Please copy every record below exactly, leaving out the pictures.

Start of Data shown

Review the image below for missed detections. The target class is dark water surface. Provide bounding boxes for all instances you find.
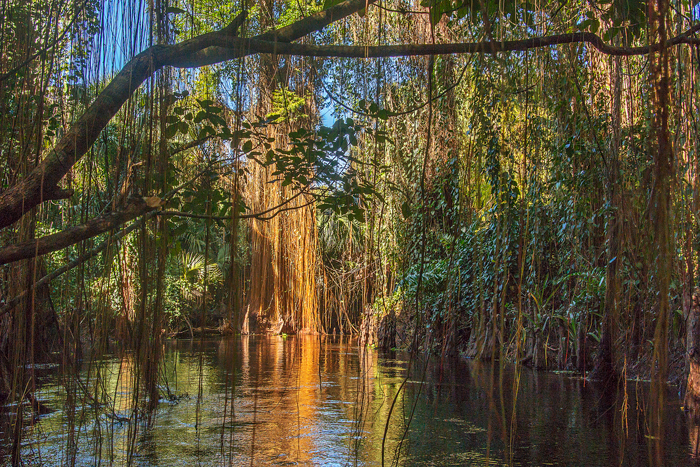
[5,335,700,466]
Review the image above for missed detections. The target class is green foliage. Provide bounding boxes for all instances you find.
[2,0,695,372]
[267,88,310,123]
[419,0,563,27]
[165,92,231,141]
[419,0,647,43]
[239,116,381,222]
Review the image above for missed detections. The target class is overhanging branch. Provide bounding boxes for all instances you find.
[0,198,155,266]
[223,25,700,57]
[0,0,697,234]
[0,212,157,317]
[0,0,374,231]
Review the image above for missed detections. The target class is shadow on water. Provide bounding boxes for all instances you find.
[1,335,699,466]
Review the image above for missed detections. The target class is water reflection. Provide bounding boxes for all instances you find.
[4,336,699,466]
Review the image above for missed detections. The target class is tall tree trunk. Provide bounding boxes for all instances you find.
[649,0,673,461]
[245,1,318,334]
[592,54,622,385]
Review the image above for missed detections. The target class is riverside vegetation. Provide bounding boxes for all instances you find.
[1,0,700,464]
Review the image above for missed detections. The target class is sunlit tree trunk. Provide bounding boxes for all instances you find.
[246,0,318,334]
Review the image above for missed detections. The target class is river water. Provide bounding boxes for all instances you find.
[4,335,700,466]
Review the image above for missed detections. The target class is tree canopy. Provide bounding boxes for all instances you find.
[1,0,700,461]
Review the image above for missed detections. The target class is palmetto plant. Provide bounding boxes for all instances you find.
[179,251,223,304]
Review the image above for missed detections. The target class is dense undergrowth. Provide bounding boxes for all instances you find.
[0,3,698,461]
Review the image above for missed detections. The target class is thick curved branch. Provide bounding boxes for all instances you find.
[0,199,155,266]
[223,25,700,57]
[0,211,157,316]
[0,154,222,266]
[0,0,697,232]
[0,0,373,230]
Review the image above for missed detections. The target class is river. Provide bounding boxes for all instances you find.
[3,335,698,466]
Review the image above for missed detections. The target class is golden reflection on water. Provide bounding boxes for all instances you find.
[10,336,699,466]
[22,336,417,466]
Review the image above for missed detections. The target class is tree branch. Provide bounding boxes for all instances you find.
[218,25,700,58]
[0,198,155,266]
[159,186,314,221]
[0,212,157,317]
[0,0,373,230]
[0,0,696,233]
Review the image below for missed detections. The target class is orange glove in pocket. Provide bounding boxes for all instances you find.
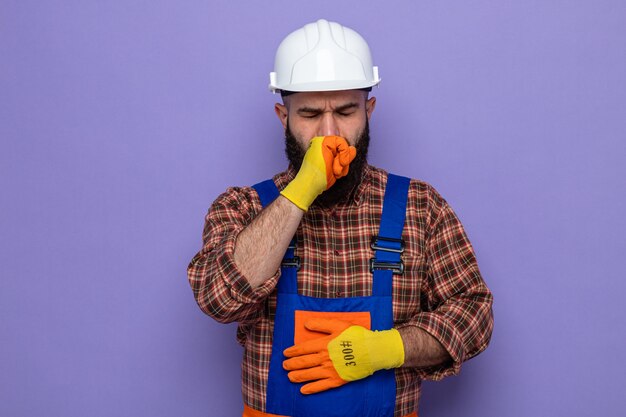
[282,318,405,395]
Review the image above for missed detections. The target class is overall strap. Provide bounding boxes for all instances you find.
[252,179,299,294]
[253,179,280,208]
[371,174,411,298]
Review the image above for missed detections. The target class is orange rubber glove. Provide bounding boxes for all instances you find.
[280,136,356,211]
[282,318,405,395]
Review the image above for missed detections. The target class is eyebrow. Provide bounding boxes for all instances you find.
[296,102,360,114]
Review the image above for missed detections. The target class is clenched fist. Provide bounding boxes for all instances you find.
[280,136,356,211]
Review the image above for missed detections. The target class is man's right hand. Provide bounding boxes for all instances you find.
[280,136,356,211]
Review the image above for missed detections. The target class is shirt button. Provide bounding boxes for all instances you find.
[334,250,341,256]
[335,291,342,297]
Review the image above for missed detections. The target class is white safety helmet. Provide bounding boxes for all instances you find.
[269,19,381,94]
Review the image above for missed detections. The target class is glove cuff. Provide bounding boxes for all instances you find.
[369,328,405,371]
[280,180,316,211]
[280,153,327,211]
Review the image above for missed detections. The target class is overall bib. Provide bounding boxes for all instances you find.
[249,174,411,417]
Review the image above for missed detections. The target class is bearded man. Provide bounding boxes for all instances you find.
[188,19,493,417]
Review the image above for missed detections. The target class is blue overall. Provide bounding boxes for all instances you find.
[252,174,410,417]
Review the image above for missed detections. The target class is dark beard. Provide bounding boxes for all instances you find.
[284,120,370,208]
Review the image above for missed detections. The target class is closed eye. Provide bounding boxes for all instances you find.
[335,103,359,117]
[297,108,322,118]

End of Data shown

[Task result]:
Review the image below for missed detections. The target class is dark water surface. Provide bounding boxes for all instances you find.
[5,335,700,466]
Review the image above for missed detections. The target class is green foliage. Provide bounding boxes for all instances you find.
[2,0,695,372]
[267,88,310,123]
[419,0,563,27]
[165,92,231,141]
[419,0,647,43]
[239,116,381,222]
Review the image above for missed detections. The target class is overhanging branch. Provide bounding boxes for all instances you find.
[0,198,155,266]
[223,25,700,57]
[0,0,697,234]
[0,212,157,317]
[0,0,374,231]
Review the image above for missed detections. The target class is shadow on water. Provide bounding boxes for all instances you find.
[1,335,699,466]
Review the image above for missed detections. The target class is water reflection. Provide bounding boxes for all instances you find.
[4,336,699,466]
Review the image above for missed detections. The target class is tall tree trunk. Provide bounding boxes for all instances you find.
[649,0,673,461]
[245,1,318,334]
[592,54,622,385]
Review the image above for missed detections. The target class is riverside vegetation. Provide bounding boxes for all instances you find.
[1,0,700,464]
Review the image above for missed detections. The target class is sunlit tree trunk. Provide bounding boxes for all instances you find.
[246,0,318,334]
Review the image above for missed detections. The target class is river water. Provide bounding boxes for all instances you find.
[4,335,700,466]
Review the image above for missed detections. The target class is tree canopy. Provide bounding boxes for all instances you find.
[1,0,700,461]
Review the image above for missed detections. The target class is palmetto plant. Provide bounding boxes for all instances you find.
[179,251,223,304]
Review the image above for missed detections. The target class is dense undergrowth. Provide bounding boxes for all instances you find.
[0,3,698,461]
Review the image above for missed detections. The target class is thick curved branch. Provide bounding boxes for all instances you find.
[0,199,155,266]
[223,25,700,57]
[0,211,157,316]
[0,154,222,266]
[0,0,697,232]
[0,0,373,230]
Review the image above for missed detections. The target class is river. Provide bounding boxes for all instances you find.
[3,335,698,466]
Review the image above for missed detections. The target class is golden reflection on water. Provide bounding boxes for all instances you find.
[10,336,699,466]
[22,336,417,466]
Review the image above for missed detections. The target class is tree branch. Provide bounding boxes for all instances you find.
[218,25,700,58]
[0,198,155,266]
[159,186,314,221]
[0,212,157,317]
[0,0,373,230]
[0,0,696,233]
Review the image below for missed detections. The target class is orange glove in pocket. Provide bounding boxes for all instances you find.
[282,318,405,395]
Review the image above for missed detections. The target class is overall strap. Provide bounding boxes for all instances you find.
[252,179,299,294]
[253,179,280,208]
[371,174,411,298]
Review the image above for missed detections. The target class is orange rubber glove. Provide bounding boxes for all instances you find.
[280,136,356,211]
[282,318,405,395]
Review the image above for missed detections. The target class is eyebrow. Provide bounding boxes for all instances you find.
[296,102,360,114]
Review the image above for missed detections. The target class is clenched fist. Provide bounding boxes for all instances you find.
[280,136,356,211]
Review the image above for missed detections. The target class is man's right hand. Provide bounding boxes for all instances you find.
[280,136,356,211]
Review the image above for missed detections. The target class is shirt button. Provide bounding boxes for all instances you find.
[334,250,341,256]
[335,291,342,297]
Review the image above for missed detections. The target class is white safety helmet. Provide bounding boxes for all instances you find.
[269,19,381,94]
Review the image above for missed detections. The target class is glove cuff. Provide bounding boxes for all instances you find.
[369,328,405,371]
[280,180,316,211]
[280,153,327,211]
Review the image above for missed detections. The target class is overall bib. Provide bounding boxes for all instances you find.
[249,174,411,417]
Review the image above for missed detections. The target class is bearded man. Provide bounding boxes for all instances you find.
[188,19,493,417]
Review the image above for missed detections. The target class is blue overall. Provide bounding boxes for all instances you find.
[252,174,410,417]
Review the image above for missed detections. The target class is dark beard. Provide bounding boxes for all instances you find.
[284,120,370,208]
Review the image above for missed detections. The target class is closed eye. Provide bounding boxes for all instances you find.
[335,103,359,117]
[297,108,322,118]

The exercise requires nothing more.